■ **Written task**: Output the rows below without changing a character, and leave the pictures out.

## START

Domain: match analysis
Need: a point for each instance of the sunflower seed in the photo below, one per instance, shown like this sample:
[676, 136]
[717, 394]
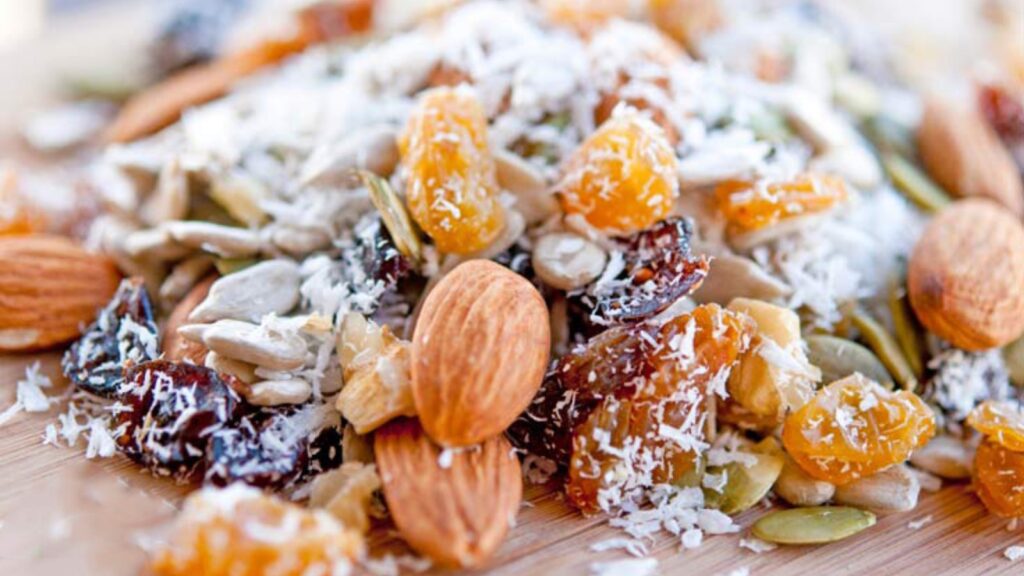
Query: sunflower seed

## END

■ **Complete answer**:
Domain: match analysis
Need: a point for each instance of the sunflower seed in the photo below, one per instance, shown like this sample:
[676, 136]
[717, 394]
Query: sunflower seed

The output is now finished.